◆ EJERCICIO BREVE A ◆
Por favor, indica si cada afirmación concuerda con el fragmento seleccionado que aparece más abajo: (i) quien escribe conocía a Pablo Hasél antes de su detención; (ii) las manifestaciones reivindicativas se consideran legítimas; (iii) los incidentes se produjeron sobre todo en Valencia. Responde sí o no a cada una y cita literalmente las palabras del fragmento que lo deciden.
◆ EJERCICIO BREVE B ◆
Convierte en una lista breve el párrafo del fragmento seleccionado que empieza con «Que digan en sus firmas». Conserva sus ideas principales.

◆ FRAGMENTO SELECCIONADO ◆
☆ ☆ ☆ ☆ ☆ ☆ ☆
Este artículo viene a colación por los incidentes urbanos que han incendiado las calles por la detención del rapero Pablo Hasél, sobre todo en Barcelona y Madrid. Manifiesto que no conocía a esta persona, que no reconozco su estilo de música y que ni me gusta ni la comparto. Parece ser, por lo leído, que en sus letras hacía exaltación de la violencia y el terrorismo, actitud antisistema que repulso desde el minuto cero. No voy a entretenerme ni a perder el tiempo en empaparme de sus canciones porque no me interesan en absoluto; pero no comparto los slogans que incitan la ira, el odio, la venganza y la perdición de nadie. Como tampoco comprendo que medios de comunicación y los responsables de las redes sociales permitan publicaciones de gentes anónimas que utilizan esos medios para insultar o amenazar a alguien.
Que digan en sus firmas sus nombres y apellidos, que no se oculten en figuras de incógnito, que afirmen quiénes son y, si aciertan o yerran, que den la cara. Como los energúmenos que destrozan el mobiliario urbano, tapados sus rostros, para que no los reconozcan. Porque en la vida, lo aprendí de mis padres y de gentes sabias con las que tuve el placer de compartir trocitos de existencia, las personas deben ser responsables de sus actos y acciones, para bien o para mal. El señalar con el dedo y esconder la mano es muy habitual socialmente y por eso mismo condenable. El poner patas arriba las calles donde uno vive también es despreciable, en todo caso que lo hagan en sus casas, pero por favor, a cara descubierta, porque si tienen tanto valor para acometer atrocidades que tengan la virtud de mostrar su rostro con valentía.
Entiendo que las manifestaciones de cualquier tipo, que son reivindicativas y exigentes para solucionar problemas, son legítimas y corresponden a una sociedad democrática en un Estado de Derecho. Luego, cada cual podrá adherirse a ellas o pasar olímpicamente, que también es un derecho ciudadano, pero lo que es lamentable y triste es que, por la experiencia personal comentada, al final de una concentración, con las mejores intenciones del mundo, aparezcan de la nada personajes enloquecidos y fanáticos que quieran reventar el acto, importándoles un bledo la convocatoria y en muchas ocasiones sin saber de qué va la historia; el caso es crear una penosa imagen a favor de qué extraños intereses.
☆ ☆ ☆ ☆ ☆ ☆ ☆
◆ EXTRACTO DE DATOS ◆
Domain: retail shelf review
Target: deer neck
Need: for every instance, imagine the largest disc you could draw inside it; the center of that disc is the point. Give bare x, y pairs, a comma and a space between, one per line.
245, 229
☆ ☆ ☆ ☆ ☆ ☆ ☆
◆ SOLUCIÓN DEL EJERCICIO A ◆
(i) No: «Manifiesto que no conocía a esta persona».
(ii) Sí: «son legítimas y corresponden a una sociedad democrática en un Estado de Derecho».
(iii) No: «sobre todo en Barcelona y Madrid».

◆ SOLUCIÓN DEL EJERCICIO B ◆
- Quienes publican deben firmar con nombre y apellidos, no ocultarse en el anonimato y dar la cara, tanto si aciertan como si se equivocan.
- Lo mismo vale para quienes destrozan el mobiliario urbano con el rostro tapado para que no los reconozcan.
- Cada persona debe responsabilizarse de sus actos, para bien o para mal, algo aprendido de los padres y de gentes sabias.
- Señalar con el dedo y esconder la mano es habitual y, por eso, condenable.
- Destrozar las calles donde uno vive es despreciable; quien tenga valor para cometer atrocidades debe mostrar su rostro.